> **SUPPLIED RECORDS**:
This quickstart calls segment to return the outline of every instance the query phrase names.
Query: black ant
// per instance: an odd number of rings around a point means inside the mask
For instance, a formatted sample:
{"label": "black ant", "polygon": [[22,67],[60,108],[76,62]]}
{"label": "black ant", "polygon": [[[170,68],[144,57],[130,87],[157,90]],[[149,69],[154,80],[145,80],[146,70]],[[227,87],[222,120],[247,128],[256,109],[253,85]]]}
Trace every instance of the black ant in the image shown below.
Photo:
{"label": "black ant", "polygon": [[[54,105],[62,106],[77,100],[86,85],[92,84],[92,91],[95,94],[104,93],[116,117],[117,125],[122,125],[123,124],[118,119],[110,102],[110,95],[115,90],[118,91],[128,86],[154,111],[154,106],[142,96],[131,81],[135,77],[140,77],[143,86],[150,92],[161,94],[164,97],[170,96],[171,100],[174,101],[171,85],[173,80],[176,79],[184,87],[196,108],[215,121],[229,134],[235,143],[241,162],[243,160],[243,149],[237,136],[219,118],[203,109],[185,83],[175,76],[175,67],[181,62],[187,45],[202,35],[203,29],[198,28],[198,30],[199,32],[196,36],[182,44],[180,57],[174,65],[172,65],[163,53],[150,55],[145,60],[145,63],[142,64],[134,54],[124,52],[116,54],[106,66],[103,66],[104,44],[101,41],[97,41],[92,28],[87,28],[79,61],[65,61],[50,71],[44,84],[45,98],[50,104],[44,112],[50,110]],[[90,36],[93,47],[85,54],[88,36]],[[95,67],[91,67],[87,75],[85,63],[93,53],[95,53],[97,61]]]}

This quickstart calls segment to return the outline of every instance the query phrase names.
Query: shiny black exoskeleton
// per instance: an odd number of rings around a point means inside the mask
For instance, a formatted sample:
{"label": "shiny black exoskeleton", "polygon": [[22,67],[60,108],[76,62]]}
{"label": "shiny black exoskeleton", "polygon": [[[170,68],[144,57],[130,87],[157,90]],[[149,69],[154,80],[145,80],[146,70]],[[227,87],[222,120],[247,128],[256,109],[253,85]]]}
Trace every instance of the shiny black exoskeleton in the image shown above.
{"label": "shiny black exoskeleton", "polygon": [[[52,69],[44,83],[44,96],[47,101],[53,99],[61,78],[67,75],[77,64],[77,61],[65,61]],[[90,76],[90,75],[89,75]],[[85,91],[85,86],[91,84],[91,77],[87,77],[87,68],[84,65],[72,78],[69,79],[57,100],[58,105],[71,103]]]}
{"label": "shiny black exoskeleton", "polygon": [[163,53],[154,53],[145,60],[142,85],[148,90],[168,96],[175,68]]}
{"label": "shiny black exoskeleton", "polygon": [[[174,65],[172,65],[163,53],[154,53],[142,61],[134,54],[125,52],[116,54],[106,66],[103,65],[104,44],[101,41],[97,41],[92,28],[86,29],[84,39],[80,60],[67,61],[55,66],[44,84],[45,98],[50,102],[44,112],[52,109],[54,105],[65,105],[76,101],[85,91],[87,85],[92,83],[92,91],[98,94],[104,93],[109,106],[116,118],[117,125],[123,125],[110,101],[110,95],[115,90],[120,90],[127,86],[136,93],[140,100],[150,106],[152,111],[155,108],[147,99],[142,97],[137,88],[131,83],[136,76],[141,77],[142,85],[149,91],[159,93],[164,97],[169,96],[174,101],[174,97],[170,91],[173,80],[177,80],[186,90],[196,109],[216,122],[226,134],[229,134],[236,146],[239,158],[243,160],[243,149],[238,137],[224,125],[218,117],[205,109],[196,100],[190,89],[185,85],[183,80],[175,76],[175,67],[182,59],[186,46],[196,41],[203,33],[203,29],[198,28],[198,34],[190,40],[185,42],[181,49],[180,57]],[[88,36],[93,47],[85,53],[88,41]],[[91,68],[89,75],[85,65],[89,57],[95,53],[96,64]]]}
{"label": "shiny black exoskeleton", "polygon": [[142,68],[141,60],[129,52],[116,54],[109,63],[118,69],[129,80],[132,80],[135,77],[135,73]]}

> **WRITTEN PROBLEM**: Take the entries above and copy them out exactly.

> **RESPONSE BELOW**:
This quickstart calls segment to return the outline of every instance the query phrase names.
Query: black ant
// per instance: an odd number of rings around a point means inside the mask
For instance, a formatted sample:
{"label": "black ant", "polygon": [[22,67],[60,108],[76,62]]}
{"label": "black ant", "polygon": [[[170,68],[144,57],[130,87],[157,90]],[[149,69],[154,80],[145,80],[146,70]],[[227,87],[222,120],[247,128],[256,109],[253,85]]]}
Trace every instance of the black ant in the image shown below.
Photo:
{"label": "black ant", "polygon": [[[54,105],[62,106],[77,100],[86,85],[92,84],[92,91],[95,94],[104,93],[116,117],[117,125],[122,125],[123,124],[118,119],[110,102],[110,95],[115,90],[118,91],[128,86],[154,111],[154,106],[142,96],[131,81],[135,77],[140,77],[143,86],[150,92],[161,94],[164,97],[170,96],[171,100],[174,101],[171,85],[173,80],[176,79],[184,87],[196,108],[215,121],[229,134],[235,143],[241,162],[243,160],[243,149],[237,136],[219,118],[203,109],[185,83],[175,76],[175,67],[181,62],[187,45],[202,35],[203,29],[198,28],[198,30],[199,32],[196,36],[182,44],[180,57],[174,65],[172,65],[163,53],[150,55],[145,60],[145,63],[142,64],[134,54],[124,52],[116,54],[106,66],[103,66],[104,44],[101,41],[97,41],[92,28],[87,28],[79,61],[65,61],[50,71],[44,84],[45,98],[50,104],[44,112],[50,110]],[[90,36],[93,47],[85,54],[88,36]],[[95,67],[91,67],[87,75],[85,63],[93,53],[95,53],[97,61]]]}

This quickstart calls segment to return the outline of every instance the query phrase names.
Query: shiny black exoskeleton
// per instance: an odd number of rings around a point means inside the mask
For instance, a formatted sample:
{"label": "shiny black exoskeleton", "polygon": [[22,67],[60,108],[76,62]]}
{"label": "shiny black exoskeleton", "polygon": [[[170,68],[144,57],[130,87],[157,90]],[[149,69],[154,80],[145,80],[146,70]],[[227,87],[222,120],[247,128],[256,109],[253,85]]]}
Trace every instance of the shiny black exoskeleton in the image shown above.
{"label": "shiny black exoskeleton", "polygon": [[[52,69],[44,83],[44,96],[47,101],[53,99],[61,78],[67,75],[77,64],[77,61],[65,61]],[[90,76],[90,75],[89,75]],[[85,91],[85,86],[91,84],[91,77],[87,77],[87,68],[84,65],[72,78],[69,79],[57,100],[58,105],[71,103]]]}
{"label": "shiny black exoskeleton", "polygon": [[163,53],[154,53],[145,60],[142,85],[148,90],[168,96],[175,68]]}
{"label": "shiny black exoskeleton", "polygon": [[[174,65],[172,65],[163,53],[154,53],[142,61],[134,54],[125,52],[116,54],[106,66],[103,65],[104,44],[101,41],[97,41],[92,28],[86,29],[84,39],[80,60],[67,61],[55,66],[44,84],[45,98],[50,102],[44,112],[52,109],[54,105],[65,105],[76,101],[85,91],[87,85],[92,83],[92,91],[98,94],[104,93],[109,106],[116,118],[117,125],[123,125],[110,101],[110,95],[115,90],[120,90],[127,86],[136,93],[140,100],[150,106],[152,111],[155,108],[147,99],[142,97],[137,88],[131,83],[136,76],[141,77],[142,85],[149,91],[159,93],[164,97],[169,96],[174,101],[174,97],[170,91],[173,80],[177,80],[186,90],[196,109],[216,122],[226,134],[229,134],[236,146],[239,158],[243,160],[243,149],[238,137],[224,125],[218,117],[205,109],[196,100],[190,89],[185,85],[183,80],[175,76],[175,67],[182,59],[186,46],[196,41],[203,33],[203,29],[198,28],[198,34],[190,40],[185,42],[181,49],[180,57]],[[88,36],[93,47],[85,53],[88,41]],[[91,68],[89,75],[85,65],[89,57],[95,53],[96,64]]]}
{"label": "shiny black exoskeleton", "polygon": [[142,68],[141,60],[129,52],[116,54],[109,63],[118,69],[129,80],[132,80],[135,77],[135,73]]}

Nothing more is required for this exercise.